**REQUIRED ACTION 1:** In the excerpt about the new teaching Expert, write out everything from "The jargon is" down to "can work wonders?".
**REQUIRED ACTION 2:**
Answer these questions from the excerpt about the new teaching Expert:
(a) How much will the Expert be paid a year?
(b) What does SLOSOAO stand for?
(c) How much is taken out each year for pension savings?
**REQUIRED ACTION 3:**
For each statement, say whether it agrees with the excerpt about the new teaching Expert. Answer yes or no and quote the words that decide it.
(a) The teacher's salary is $89,000.
(b) The money taken for health care covers dental care.
(c) A Power Point presentation follows the Expert's announcement.

You have taught for over twenty or thirty years.  That’s a long time.  You know how to teach.  You are always looking for ways to improve—you are not complacent—but after decades in the trenches, you know how to teach.

Your superintendent has hired a new “leader” with a fancy title.   This Expert will be paid $120,000 a year.  This sticks in your craw because your salary—after over three decades of dedicated service to your community—is $89,000.  (Oh, but please subtract from that figure the slightly over 15,000 dollars that is ripped from your paychecks for your health (not dental) care.  Oh, and don’t forget the yearly $10,000 that is taken out for your pension savings).

At your first meeting of the year, the Expert tells the gathered teachers that… guess what?  You’ve been doing it wrong all these years.  There’s a brand-new way of teaching–called SLOSOAO (Students Learning Obvious Stuff Over And Over) –that is foolproof!  You won’t believe the results!

Naturally a sterile Power Point presentation follows.  And what do you see and hear?  A reheated steaming pile of pointless educational jargon created by drones in skyscrapers (who have probably never taught a day in their lives) making copious loot for some corporation.

The jargon is so thick that it is nonsensical.

The concepts are so simple as to be insulting.

*Do you know that you should allow students to revise their work?

*Do you know that positive reinforcement can work wonders?

*Do you know that you should introduce new vocabulary words more than once?

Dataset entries
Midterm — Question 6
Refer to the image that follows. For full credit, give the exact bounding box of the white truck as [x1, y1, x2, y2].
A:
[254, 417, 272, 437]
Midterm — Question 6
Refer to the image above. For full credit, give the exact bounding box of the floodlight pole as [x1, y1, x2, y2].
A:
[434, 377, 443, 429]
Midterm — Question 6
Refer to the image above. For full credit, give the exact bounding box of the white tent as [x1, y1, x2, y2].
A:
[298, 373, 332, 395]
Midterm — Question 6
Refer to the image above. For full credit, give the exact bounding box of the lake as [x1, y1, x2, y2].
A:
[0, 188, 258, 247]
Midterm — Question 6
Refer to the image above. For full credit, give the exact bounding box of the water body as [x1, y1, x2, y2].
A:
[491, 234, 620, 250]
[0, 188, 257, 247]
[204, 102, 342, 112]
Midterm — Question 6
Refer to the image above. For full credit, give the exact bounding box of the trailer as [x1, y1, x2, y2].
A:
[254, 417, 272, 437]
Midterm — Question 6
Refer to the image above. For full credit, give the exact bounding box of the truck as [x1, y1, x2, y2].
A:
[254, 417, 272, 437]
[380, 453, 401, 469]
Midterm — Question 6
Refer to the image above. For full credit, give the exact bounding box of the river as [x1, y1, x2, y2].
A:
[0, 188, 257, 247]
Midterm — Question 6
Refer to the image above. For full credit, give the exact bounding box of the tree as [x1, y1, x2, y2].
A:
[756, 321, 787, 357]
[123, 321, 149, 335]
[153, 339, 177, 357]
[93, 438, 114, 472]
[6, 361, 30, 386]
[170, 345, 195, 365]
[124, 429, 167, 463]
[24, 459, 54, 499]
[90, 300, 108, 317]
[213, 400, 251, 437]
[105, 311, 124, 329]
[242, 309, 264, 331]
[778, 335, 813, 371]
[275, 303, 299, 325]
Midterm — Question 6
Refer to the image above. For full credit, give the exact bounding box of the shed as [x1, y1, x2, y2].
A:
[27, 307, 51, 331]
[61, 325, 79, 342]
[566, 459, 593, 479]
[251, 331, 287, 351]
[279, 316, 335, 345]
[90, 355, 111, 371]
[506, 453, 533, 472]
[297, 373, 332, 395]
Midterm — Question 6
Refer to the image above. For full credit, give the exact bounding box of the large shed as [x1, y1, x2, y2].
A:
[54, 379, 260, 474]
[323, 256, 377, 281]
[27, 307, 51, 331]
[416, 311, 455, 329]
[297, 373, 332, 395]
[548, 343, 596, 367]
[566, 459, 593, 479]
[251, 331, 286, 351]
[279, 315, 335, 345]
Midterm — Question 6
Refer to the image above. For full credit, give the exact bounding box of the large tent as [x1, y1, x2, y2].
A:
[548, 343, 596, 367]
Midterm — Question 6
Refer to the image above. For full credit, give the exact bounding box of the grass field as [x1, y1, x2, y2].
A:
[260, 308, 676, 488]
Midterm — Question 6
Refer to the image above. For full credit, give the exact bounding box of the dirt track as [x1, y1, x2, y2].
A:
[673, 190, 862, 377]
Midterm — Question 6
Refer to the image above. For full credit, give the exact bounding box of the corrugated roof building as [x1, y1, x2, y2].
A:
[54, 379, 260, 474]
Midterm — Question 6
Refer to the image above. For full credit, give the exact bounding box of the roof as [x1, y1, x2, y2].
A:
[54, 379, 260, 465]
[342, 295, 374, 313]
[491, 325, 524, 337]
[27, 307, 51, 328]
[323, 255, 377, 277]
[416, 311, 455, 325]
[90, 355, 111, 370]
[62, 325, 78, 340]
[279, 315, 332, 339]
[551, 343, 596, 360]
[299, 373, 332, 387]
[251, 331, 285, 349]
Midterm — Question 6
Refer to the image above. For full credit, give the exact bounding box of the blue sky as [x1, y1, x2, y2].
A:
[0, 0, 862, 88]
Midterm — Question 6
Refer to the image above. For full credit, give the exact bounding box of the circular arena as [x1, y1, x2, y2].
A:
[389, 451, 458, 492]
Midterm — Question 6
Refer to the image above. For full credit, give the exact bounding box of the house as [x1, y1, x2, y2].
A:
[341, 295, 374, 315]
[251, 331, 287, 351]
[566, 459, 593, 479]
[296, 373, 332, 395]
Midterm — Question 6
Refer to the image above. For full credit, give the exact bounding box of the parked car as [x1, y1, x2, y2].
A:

**EXERCISE OUTPUT 1:**
The jargon is so thick that it is nonsensical.

The concepts are so simple as to be insulting.

*Do you know that you should allow students to revise their work?

*Do you know that positive reinforcement can work wonders?

**EXERCISE OUTPUT 2:**
(a) $120,000 a year
(b) Students Learning Obvious Stuff Over And Over
(c) $10,000

**EXERCISE OUTPUT 3:**
(a) Yes: "is $89,000"
(b) No: "for your health (not dental) care"
(c) Yes: "Naturally a sterile Power Point presentation follows."